■ **Set exercise**:
Count the lines in the data below that contain the string "girl", and reply with only that number.

■ **Listed records**:
:::
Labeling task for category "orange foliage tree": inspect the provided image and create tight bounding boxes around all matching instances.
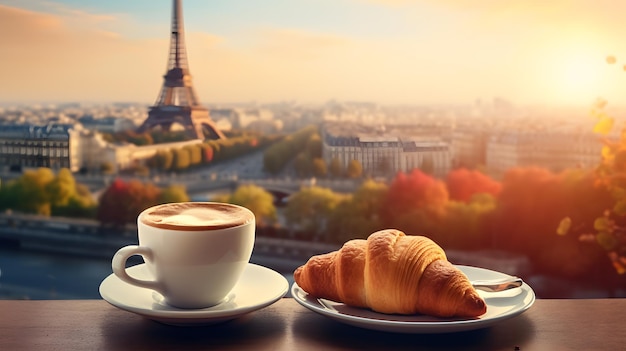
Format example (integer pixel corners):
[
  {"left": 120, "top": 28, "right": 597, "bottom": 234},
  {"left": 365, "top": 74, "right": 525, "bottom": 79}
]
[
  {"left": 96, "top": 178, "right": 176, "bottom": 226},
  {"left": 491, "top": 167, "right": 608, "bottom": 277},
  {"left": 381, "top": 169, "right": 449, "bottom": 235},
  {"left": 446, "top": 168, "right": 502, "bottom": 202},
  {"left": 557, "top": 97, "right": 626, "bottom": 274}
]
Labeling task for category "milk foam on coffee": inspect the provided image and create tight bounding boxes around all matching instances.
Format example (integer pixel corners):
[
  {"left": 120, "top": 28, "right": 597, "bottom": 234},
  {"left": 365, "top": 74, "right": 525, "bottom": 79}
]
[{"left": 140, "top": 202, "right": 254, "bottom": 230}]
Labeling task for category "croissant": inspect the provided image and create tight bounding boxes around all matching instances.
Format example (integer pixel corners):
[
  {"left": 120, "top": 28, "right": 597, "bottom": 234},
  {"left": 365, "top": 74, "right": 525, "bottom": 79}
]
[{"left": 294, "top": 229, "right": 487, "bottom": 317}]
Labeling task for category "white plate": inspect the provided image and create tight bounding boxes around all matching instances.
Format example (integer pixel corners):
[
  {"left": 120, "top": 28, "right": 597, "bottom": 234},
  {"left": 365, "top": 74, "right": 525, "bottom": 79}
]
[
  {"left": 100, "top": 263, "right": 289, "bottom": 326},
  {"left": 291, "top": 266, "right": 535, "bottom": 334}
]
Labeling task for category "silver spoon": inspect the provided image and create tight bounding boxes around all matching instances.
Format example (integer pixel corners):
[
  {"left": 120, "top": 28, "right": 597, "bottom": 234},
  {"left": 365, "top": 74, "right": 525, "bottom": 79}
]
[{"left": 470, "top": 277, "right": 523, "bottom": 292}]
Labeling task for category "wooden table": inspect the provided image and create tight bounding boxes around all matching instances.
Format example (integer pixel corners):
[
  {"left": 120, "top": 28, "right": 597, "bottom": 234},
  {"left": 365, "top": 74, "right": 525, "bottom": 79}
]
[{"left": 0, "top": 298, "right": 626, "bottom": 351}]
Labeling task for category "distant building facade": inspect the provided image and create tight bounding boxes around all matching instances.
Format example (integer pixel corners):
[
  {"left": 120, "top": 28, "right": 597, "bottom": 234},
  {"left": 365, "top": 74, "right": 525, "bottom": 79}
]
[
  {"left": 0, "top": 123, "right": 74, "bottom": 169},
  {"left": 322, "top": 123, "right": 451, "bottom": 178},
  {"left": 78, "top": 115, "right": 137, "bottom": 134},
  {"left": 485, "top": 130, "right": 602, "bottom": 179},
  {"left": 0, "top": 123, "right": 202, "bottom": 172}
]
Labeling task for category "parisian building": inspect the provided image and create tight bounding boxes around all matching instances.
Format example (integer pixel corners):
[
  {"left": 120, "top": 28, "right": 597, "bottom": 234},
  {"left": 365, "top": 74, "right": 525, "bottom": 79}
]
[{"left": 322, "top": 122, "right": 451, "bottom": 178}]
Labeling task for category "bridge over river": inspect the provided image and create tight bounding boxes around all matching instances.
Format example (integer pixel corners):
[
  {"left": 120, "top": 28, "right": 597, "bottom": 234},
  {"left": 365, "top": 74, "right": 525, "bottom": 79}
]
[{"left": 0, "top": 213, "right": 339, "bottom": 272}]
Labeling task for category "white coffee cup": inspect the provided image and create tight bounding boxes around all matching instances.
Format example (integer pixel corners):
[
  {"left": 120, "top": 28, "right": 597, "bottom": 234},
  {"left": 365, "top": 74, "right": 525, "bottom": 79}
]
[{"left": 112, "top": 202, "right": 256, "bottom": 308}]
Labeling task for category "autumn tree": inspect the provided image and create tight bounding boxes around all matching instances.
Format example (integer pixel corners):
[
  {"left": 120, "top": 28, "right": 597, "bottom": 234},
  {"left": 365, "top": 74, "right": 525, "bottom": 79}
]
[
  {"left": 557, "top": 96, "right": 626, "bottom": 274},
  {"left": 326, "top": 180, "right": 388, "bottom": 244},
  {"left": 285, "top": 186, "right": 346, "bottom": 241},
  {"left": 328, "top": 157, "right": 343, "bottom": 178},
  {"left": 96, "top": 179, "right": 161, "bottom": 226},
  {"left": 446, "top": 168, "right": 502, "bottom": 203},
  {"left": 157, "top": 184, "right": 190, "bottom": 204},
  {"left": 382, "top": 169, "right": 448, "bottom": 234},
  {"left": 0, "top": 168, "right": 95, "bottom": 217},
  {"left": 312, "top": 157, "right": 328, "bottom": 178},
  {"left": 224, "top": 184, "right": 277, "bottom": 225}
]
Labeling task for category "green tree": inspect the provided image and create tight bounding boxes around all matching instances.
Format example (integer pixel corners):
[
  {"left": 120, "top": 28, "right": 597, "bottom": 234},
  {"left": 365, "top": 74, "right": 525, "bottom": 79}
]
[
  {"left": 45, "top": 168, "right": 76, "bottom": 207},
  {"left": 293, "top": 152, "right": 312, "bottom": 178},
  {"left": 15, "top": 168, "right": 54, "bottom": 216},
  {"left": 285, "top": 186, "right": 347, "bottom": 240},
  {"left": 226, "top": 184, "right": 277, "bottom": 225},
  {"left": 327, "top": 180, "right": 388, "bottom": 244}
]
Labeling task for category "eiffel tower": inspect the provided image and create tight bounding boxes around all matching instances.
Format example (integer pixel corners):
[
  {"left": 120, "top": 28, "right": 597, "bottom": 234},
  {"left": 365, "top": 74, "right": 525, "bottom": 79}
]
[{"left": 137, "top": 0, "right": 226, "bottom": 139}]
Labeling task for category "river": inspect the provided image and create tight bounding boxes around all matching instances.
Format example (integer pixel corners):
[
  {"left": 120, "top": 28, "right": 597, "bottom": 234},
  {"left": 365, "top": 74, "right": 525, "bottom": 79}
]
:::
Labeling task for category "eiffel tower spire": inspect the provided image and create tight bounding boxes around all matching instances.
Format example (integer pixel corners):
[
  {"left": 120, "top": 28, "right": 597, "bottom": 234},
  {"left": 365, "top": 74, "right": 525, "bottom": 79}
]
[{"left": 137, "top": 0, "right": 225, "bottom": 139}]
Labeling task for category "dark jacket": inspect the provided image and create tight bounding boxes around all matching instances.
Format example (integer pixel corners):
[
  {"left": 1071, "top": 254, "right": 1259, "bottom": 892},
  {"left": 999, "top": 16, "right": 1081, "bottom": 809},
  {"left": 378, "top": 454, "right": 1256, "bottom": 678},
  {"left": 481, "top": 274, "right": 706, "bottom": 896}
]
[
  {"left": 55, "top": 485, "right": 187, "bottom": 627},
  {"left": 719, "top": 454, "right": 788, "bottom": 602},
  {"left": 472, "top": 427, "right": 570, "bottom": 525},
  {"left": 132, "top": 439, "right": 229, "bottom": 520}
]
:::
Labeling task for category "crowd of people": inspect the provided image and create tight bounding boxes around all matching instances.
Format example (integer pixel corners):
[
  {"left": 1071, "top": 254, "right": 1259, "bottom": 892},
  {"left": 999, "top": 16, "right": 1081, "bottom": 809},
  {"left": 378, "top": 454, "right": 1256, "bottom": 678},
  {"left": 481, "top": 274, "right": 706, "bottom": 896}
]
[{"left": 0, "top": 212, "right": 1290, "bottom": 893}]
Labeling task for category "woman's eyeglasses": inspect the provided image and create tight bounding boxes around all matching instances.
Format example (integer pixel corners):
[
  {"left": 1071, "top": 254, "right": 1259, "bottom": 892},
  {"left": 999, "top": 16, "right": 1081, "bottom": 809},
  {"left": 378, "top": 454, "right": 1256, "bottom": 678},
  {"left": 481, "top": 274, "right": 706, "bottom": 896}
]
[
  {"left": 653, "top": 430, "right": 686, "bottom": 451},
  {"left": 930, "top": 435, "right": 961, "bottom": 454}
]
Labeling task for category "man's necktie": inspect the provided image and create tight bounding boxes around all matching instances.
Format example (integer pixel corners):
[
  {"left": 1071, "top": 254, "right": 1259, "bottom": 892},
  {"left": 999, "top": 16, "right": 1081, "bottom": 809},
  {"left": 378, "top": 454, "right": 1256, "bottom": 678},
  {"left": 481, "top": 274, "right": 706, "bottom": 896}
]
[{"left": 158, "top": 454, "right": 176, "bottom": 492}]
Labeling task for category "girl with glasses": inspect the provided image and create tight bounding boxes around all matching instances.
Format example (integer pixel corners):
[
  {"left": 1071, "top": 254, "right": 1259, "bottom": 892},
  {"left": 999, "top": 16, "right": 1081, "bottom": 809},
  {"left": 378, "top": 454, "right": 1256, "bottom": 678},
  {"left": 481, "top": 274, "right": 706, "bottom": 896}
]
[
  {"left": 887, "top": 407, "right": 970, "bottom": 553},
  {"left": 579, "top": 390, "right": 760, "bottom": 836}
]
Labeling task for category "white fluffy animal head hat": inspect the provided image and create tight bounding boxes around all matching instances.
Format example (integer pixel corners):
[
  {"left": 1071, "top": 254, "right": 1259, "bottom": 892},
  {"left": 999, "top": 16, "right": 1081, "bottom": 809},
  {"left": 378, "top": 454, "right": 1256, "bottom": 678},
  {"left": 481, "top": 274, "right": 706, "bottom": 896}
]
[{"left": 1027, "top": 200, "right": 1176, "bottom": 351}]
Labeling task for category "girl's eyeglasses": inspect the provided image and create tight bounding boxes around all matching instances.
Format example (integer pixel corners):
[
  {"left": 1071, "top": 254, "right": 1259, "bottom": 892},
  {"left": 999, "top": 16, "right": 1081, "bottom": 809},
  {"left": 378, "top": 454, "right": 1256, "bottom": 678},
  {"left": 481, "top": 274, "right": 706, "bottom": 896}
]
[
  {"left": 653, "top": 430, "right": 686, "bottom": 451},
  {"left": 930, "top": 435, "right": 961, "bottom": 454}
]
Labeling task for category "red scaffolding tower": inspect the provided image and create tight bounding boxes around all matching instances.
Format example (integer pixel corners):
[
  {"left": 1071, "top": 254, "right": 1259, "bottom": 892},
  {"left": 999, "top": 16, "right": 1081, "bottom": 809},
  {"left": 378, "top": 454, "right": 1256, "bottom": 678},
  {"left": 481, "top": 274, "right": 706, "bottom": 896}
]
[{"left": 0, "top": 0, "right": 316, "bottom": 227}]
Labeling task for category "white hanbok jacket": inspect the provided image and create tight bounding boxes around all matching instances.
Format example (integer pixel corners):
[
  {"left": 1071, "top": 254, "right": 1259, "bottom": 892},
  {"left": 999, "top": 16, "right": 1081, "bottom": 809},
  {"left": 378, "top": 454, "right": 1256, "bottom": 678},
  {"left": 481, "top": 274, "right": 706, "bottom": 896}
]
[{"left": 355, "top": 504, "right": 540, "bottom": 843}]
:::
■ **Written response**:
2